Description of the task → Check whether each statement agrees with the text below on the 2026 FA Cup final. Answer yes or no for each, quoting the deciding words exactly. 1. Chelsea and Manchester City had never met in an FA Cup final before this match. 2. Manchester City won the 2021 UEFA Champions League final. 3. Both Premier League meetings between the clubs that season ended in draws.

Text section →

The 2026 FA Cup final was a football match played at Wembley Stadium in London, England, on 16 May 2026 between Chelsea and Manchester City to determine the winners of the 2025–26 FA Cup. It was the 145th final of English football's primary cup competition, the Football Association Challenge Cup.

Chelsea played in their 17th FA Cup final and the first since 2022, when they lost for a record third consecutive time. They were seeking a ninth Cup title. Manchester City played in their 15th FA Cup final overall and the fourth consecutively, the first ever team to do so. They were seeking an eighth Cup title.

The clubs' most recent meeting in a title-deciding match was the 2021 UEFA Champions League final, which Chelsea won 1–0. The two sides have never before met in an FA Cup final, but have clashed in other domestic title-deciding matches, most recently in the 2019 EFL Cup final and the 2018 FA Community Shield, both of which City won. They met twice in the season's Premier League, a 1–1 draw in Manchester followed by City's 3–0 win in London.

Material supplied →
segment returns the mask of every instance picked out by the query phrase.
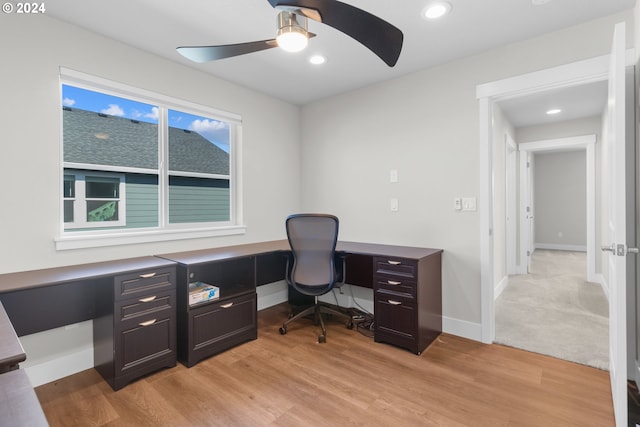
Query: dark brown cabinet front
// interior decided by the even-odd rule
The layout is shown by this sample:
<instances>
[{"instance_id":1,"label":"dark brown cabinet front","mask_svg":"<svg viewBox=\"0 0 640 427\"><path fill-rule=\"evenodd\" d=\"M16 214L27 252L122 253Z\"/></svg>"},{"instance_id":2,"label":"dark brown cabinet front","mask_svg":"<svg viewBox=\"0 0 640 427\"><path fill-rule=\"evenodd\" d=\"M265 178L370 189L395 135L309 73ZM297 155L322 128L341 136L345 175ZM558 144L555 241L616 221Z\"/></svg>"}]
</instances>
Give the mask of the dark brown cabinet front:
<instances>
[{"instance_id":1,"label":"dark brown cabinet front","mask_svg":"<svg viewBox=\"0 0 640 427\"><path fill-rule=\"evenodd\" d=\"M118 390L176 364L175 268L116 276L97 300L94 365Z\"/></svg>"},{"instance_id":2,"label":"dark brown cabinet front","mask_svg":"<svg viewBox=\"0 0 640 427\"><path fill-rule=\"evenodd\" d=\"M191 367L258 337L256 257L178 265L178 360ZM189 283L219 288L219 298L189 304Z\"/></svg>"},{"instance_id":3,"label":"dark brown cabinet front","mask_svg":"<svg viewBox=\"0 0 640 427\"><path fill-rule=\"evenodd\" d=\"M237 344L257 338L255 292L226 299L189 313L187 366Z\"/></svg>"},{"instance_id":4,"label":"dark brown cabinet front","mask_svg":"<svg viewBox=\"0 0 640 427\"><path fill-rule=\"evenodd\" d=\"M373 264L375 341L421 354L442 332L440 252Z\"/></svg>"}]
</instances>

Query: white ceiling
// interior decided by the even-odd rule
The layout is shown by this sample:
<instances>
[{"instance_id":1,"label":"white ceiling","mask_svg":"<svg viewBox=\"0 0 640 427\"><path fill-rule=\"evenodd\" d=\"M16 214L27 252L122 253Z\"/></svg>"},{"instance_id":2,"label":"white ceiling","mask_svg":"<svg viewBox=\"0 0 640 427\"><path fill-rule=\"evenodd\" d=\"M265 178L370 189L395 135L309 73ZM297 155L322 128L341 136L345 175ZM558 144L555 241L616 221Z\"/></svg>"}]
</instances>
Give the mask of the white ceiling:
<instances>
[{"instance_id":1,"label":"white ceiling","mask_svg":"<svg viewBox=\"0 0 640 427\"><path fill-rule=\"evenodd\" d=\"M532 0L449 0L451 14L427 21L420 12L430 1L343 1L403 31L403 50L393 68L343 33L311 20L309 31L317 37L296 54L276 48L195 64L176 52L177 46L274 38L277 11L267 0L55 0L47 3L47 15L304 105L635 5L635 0L551 0L541 5ZM316 53L327 57L322 66L308 62Z\"/></svg>"}]
</instances>

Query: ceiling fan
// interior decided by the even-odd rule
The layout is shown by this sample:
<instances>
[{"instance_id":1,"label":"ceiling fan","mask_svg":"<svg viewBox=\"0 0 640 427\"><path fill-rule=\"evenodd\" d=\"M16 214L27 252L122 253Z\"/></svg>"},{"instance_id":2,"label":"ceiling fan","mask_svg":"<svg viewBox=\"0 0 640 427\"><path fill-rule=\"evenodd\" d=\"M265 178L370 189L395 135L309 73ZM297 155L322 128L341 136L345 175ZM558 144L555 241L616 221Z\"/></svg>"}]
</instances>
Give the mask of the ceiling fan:
<instances>
[{"instance_id":1,"label":"ceiling fan","mask_svg":"<svg viewBox=\"0 0 640 427\"><path fill-rule=\"evenodd\" d=\"M176 50L194 62L208 62L258 52L273 47L298 51L315 34L307 31L307 18L329 25L357 40L393 67L402 50L404 35L395 26L364 10L336 0L268 0L278 14L275 39L219 46L181 46ZM287 39L292 46L287 49ZM297 44L296 44L297 43Z\"/></svg>"}]
</instances>

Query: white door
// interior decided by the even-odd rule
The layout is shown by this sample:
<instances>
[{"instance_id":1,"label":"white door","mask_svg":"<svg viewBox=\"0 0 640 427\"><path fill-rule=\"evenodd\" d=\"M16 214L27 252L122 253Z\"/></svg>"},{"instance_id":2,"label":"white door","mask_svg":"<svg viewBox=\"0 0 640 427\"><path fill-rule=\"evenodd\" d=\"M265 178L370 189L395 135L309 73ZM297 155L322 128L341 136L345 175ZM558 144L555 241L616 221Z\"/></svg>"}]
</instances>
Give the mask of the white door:
<instances>
[{"instance_id":1,"label":"white door","mask_svg":"<svg viewBox=\"0 0 640 427\"><path fill-rule=\"evenodd\" d=\"M609 67L607 120L609 372L616 426L627 425L625 24L616 25Z\"/></svg>"}]
</instances>

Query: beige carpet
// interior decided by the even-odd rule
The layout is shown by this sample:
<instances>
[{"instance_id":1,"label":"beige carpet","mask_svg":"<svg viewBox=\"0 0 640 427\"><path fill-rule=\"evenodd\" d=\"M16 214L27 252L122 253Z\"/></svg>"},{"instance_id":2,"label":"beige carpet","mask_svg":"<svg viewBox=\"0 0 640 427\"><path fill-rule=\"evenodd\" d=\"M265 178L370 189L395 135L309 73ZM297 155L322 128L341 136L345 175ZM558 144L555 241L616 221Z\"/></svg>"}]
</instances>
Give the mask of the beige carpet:
<instances>
[{"instance_id":1,"label":"beige carpet","mask_svg":"<svg viewBox=\"0 0 640 427\"><path fill-rule=\"evenodd\" d=\"M496 300L498 344L609 369L608 302L584 252L536 250Z\"/></svg>"}]
</instances>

Problem solution →
1. Yes: "The two sides have never before met in an FA Cup final"
2. No: "the 2021 UEFA Champions League final, which Chelsea won 1–0"
3. No: "a 1–1 draw in Manchester followed by City's 3–0 win in London"